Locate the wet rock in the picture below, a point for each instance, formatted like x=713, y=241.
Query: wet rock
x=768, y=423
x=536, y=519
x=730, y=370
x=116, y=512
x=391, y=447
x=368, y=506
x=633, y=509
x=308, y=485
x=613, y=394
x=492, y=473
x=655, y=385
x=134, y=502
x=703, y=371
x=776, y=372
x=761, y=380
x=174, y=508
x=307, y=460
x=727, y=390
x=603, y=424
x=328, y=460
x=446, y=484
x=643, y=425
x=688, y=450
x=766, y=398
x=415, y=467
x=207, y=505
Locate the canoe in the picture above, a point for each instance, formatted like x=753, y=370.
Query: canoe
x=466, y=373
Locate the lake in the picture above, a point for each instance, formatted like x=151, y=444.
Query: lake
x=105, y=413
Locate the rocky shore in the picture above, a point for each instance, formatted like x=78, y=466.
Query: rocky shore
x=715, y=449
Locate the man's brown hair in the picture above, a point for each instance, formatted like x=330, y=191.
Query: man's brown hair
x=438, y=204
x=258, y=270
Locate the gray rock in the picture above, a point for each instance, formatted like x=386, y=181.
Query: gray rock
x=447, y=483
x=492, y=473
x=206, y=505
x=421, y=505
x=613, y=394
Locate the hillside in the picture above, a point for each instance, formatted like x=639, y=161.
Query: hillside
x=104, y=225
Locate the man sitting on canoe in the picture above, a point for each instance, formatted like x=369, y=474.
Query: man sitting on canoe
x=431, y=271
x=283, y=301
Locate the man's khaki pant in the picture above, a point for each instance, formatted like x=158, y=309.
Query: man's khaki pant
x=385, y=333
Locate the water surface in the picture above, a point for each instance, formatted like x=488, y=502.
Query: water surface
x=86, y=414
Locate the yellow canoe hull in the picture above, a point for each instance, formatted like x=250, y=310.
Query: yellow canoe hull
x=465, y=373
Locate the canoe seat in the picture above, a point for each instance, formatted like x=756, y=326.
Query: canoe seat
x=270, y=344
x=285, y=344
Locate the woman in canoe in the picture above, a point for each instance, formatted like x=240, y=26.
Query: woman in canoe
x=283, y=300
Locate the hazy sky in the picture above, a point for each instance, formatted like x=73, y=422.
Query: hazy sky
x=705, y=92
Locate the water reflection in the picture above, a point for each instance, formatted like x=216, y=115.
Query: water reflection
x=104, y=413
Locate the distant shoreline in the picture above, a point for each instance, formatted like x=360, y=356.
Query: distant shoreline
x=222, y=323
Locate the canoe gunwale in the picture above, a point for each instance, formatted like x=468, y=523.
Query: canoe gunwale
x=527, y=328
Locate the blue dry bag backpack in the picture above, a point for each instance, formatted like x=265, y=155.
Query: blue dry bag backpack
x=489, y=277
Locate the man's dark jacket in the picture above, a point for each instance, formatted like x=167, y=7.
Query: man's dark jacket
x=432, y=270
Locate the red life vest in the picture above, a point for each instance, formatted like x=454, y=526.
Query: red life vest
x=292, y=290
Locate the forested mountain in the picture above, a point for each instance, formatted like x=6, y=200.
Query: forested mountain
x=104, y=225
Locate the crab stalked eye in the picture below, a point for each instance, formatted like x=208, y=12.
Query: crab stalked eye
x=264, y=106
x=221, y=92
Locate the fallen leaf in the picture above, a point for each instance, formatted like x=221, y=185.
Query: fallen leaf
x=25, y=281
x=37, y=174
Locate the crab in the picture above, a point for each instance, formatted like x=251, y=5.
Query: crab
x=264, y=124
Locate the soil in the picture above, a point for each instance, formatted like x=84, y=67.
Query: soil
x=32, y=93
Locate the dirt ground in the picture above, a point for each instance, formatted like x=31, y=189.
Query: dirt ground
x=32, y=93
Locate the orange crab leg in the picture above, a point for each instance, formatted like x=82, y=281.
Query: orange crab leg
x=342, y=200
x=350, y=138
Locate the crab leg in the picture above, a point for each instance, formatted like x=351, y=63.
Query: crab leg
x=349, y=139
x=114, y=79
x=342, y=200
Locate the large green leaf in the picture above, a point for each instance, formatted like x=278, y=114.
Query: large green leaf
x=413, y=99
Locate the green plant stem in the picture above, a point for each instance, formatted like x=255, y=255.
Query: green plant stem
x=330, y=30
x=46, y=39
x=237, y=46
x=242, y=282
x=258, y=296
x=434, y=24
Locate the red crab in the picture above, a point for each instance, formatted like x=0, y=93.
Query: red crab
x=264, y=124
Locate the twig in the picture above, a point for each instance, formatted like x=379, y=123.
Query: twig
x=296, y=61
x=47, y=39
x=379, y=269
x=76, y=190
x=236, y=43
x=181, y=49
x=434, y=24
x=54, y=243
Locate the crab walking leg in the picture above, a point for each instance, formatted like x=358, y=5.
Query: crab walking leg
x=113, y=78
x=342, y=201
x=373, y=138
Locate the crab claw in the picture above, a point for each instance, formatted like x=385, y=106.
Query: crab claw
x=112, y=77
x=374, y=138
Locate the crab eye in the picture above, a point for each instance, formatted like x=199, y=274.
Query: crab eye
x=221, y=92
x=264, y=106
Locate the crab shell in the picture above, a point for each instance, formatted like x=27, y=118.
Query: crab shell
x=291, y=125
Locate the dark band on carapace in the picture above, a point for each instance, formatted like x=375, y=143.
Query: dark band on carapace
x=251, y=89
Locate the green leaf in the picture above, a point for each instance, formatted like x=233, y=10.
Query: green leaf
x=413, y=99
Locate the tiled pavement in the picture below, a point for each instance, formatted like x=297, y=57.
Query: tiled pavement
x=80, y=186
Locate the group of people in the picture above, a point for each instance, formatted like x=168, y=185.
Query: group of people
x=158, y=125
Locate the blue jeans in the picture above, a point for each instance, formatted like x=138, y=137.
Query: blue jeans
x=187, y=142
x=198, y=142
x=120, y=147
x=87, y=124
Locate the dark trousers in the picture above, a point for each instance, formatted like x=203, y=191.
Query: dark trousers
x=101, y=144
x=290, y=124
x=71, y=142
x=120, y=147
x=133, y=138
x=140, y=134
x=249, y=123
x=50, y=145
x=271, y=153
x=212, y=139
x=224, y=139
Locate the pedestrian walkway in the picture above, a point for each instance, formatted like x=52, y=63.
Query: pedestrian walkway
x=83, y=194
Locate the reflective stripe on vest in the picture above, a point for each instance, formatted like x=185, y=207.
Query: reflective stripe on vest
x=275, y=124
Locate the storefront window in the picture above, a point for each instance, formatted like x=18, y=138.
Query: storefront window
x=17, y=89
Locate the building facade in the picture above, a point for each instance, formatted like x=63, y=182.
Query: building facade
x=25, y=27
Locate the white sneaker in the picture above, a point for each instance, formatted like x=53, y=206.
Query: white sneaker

------------------------------------------------

Work order: Go through the listing above and pull out each line containing the word "below".

Answer to this task:
Locate the wet rock in the picture below, a point for each instance, formatted like x=713, y=241.
Locate the crab stalked eye in the picture below, a point for each instance, formatted like x=208, y=12.
Locate the tiled pavement in the picture below, a point for each instance, formatted like x=297, y=57.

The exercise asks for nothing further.